- Work request
From the data that follows, print exactly the lines starting at the one containing "<point>27,55</point>" and ending at the one containing "<point>95,726</point>"; include both of them and nothing more.

(Extracted data entries)
+++++

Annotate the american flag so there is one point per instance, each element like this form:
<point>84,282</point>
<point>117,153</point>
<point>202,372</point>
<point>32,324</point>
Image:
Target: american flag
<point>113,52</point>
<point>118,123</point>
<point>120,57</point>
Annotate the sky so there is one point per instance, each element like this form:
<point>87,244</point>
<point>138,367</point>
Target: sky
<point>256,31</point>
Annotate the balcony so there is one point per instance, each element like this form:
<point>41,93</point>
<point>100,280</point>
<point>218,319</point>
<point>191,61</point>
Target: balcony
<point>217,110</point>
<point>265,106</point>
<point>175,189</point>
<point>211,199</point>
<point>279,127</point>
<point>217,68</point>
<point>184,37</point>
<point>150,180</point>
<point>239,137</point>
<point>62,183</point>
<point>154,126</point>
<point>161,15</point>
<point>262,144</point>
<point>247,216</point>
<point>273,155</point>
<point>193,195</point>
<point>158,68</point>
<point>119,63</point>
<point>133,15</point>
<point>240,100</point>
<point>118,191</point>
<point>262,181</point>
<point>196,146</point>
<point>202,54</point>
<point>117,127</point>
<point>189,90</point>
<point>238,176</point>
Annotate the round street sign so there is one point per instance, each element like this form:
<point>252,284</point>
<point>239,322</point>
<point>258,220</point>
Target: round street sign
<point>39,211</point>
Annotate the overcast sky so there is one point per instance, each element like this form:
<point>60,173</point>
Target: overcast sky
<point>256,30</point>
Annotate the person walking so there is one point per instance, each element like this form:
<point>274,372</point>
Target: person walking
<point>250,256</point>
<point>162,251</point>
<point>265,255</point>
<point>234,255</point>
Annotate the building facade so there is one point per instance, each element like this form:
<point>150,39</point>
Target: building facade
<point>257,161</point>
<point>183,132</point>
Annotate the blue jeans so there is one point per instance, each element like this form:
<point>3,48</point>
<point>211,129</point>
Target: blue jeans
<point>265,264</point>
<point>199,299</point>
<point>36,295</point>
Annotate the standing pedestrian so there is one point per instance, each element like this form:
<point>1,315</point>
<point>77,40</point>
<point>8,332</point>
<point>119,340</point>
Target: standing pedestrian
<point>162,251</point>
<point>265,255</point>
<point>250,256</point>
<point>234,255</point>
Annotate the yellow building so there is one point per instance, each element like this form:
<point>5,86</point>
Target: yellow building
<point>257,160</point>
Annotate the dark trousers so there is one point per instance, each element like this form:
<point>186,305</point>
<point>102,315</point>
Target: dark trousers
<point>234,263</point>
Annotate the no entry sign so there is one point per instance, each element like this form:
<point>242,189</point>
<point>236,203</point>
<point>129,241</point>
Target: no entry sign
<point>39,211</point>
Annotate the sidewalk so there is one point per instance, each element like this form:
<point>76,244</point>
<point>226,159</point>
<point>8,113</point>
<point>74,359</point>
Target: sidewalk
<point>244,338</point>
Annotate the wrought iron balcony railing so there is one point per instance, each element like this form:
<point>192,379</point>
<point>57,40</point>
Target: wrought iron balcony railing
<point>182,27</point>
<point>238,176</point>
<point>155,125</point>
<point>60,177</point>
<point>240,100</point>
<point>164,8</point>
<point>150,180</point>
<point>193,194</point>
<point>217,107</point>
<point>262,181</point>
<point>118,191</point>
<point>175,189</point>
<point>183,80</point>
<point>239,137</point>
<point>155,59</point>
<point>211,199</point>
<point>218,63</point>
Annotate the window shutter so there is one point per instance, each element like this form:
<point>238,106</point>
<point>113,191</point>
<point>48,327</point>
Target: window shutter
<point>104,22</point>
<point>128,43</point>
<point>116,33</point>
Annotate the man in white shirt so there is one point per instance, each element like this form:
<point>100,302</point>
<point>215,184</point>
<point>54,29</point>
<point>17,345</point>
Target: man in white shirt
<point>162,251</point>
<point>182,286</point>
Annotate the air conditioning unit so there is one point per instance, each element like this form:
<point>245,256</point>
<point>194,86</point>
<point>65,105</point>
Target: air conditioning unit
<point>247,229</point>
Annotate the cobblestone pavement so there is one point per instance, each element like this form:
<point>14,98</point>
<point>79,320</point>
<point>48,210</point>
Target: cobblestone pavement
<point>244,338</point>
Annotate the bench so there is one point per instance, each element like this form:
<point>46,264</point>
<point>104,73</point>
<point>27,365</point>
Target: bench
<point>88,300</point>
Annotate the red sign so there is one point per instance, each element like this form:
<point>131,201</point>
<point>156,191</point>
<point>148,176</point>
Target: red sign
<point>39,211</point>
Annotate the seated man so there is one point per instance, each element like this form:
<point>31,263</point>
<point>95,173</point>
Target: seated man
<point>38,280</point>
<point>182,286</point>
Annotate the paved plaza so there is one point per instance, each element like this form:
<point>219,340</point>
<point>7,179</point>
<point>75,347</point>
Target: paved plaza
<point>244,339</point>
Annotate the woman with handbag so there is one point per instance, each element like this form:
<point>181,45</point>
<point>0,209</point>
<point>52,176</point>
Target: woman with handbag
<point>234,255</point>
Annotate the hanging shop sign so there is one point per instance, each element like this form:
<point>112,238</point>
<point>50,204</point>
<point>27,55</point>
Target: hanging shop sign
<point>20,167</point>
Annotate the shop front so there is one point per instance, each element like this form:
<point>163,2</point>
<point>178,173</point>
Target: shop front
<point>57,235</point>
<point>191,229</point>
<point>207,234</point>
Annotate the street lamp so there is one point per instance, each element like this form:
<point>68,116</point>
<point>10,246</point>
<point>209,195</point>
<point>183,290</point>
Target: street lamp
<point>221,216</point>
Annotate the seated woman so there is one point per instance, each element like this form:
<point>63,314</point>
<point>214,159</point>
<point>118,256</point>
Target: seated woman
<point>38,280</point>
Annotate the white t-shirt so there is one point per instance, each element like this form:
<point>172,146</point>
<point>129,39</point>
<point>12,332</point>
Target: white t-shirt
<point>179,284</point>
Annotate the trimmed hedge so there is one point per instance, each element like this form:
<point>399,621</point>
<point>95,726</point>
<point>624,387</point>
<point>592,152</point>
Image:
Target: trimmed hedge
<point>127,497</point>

+++++

- Answer below
<point>27,55</point>
Target: hanging shop sign
<point>20,167</point>
Annotate the shop front so there is one point per instance, each element like this form:
<point>163,2</point>
<point>178,173</point>
Target: shop front
<point>57,235</point>
<point>191,229</point>
<point>207,234</point>
Annotate the street lamp so there is one point per instance, each element like this form:
<point>68,116</point>
<point>10,246</point>
<point>209,195</point>
<point>183,290</point>
Target: street lamp
<point>221,216</point>
Annotate the seated woman so there is one point per instance, each element like this form:
<point>63,314</point>
<point>214,159</point>
<point>118,256</point>
Target: seated woman
<point>38,280</point>
Annotate the white t-shirt so there is one point per instance, each element like this form:
<point>172,146</point>
<point>129,39</point>
<point>12,332</point>
Target: white t-shirt
<point>179,284</point>
Annotate the trimmed hedge so there is one point per instance, each element like this form:
<point>399,621</point>
<point>95,726</point>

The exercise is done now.